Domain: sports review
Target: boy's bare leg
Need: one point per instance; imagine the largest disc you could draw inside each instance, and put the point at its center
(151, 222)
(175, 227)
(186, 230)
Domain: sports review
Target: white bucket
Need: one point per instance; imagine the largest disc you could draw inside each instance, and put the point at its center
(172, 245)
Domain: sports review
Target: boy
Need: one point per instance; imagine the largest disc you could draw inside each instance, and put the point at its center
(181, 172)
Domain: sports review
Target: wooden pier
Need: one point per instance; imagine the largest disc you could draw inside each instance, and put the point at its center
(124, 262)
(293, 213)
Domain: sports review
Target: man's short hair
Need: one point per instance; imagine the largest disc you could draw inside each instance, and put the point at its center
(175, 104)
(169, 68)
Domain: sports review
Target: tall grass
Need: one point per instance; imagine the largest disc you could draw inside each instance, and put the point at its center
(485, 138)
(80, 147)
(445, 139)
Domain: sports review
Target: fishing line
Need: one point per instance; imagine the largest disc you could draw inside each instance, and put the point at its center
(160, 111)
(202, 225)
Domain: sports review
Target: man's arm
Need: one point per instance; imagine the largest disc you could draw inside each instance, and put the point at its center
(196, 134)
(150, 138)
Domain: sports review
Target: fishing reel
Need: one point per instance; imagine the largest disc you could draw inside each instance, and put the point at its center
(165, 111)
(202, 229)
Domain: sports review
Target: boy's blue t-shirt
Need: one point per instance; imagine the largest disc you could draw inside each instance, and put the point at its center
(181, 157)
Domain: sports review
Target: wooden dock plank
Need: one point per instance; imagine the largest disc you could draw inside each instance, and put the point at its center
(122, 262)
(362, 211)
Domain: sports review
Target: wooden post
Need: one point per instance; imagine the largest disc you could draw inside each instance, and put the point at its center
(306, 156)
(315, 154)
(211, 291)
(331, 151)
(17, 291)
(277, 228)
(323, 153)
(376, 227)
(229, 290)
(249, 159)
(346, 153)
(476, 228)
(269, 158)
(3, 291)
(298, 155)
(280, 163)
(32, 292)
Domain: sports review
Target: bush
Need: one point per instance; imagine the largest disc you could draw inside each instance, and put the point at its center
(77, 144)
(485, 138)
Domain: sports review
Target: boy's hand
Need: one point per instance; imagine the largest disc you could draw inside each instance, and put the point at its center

___

*Your assignment*
Retype the entire listing word for word.

*Worked solution*
Domain: sports review
Target: boy's bare leg
Need: one point per instance; imagine the largest disc you could draw inside each instance, and put the point at its center
(151, 222)
(175, 227)
(186, 230)
Domain: sports review
Target: white bucket
Need: one point per instance; imagine the largest disc you could draw inside each instance, and put the point at its center
(172, 245)
Domain: sports review
Target: boy
Need: one point per instance; imagine the largest disc you could draw inside each instance, and put the point at its center
(181, 172)
Domain: sports review
Target: wooden pier
Need: one point per instance; imagine the largest disc you could draw inside each instance, and put the point at its center
(124, 262)
(293, 213)
Domain: sports review
Target: man's short hair
Need: one point per instance; imagine the largest disc you could draw inside each instance, and put the point at its center
(175, 104)
(169, 68)
Domain: sports review
Target: tall grass
Need: one point per instance; imagine the largest disc you could draw inside each instance, and put the point at its center
(485, 138)
(80, 147)
(445, 139)
Domain: sports review
Target: fishing line
Need: one point per instance; imagine the largest disc you could draw inside each instance, and put the point at its center
(160, 111)
(202, 225)
Domain: sports review
Target: man's arm
Need: one point per instance; imagine the largest disc you could draw inside each instance, and put the point at its center
(196, 134)
(150, 138)
Domain: sports review
Target: fishing reel
Need: one point per instance; imagine the largest disc you could draw inside each instance, and put the point at its center
(165, 111)
(202, 229)
Domain: sports review
Target: boy's blue t-shirt
Need: one point per instance; imagine the largest disc you could draw inside each instance, and put the point at its center
(181, 157)
Domain: sports review
Target: wooden dock plank
Need: one point per instance; imagine the largest disc you could draw inside each instance, and put the point at its center
(122, 262)
(362, 211)
Domain: sports review
Target: wooden post
Need: one point per instance; imagine the largest disc you could draw inside each instance, and put the point at its center
(306, 156)
(315, 154)
(211, 291)
(331, 151)
(17, 291)
(277, 228)
(323, 153)
(376, 227)
(229, 290)
(249, 159)
(346, 153)
(476, 228)
(269, 158)
(3, 291)
(298, 155)
(280, 163)
(32, 292)
Domain: sports review
Target: bush
Need: one point per instance; imagine the largest disc you could draw inside each instance, and put the point at its center
(77, 144)
(485, 138)
Domain: sports review
Target: boy's hand
Need: one point per instance; imagine the largest disc you could draw inside each instance, and put the point at its center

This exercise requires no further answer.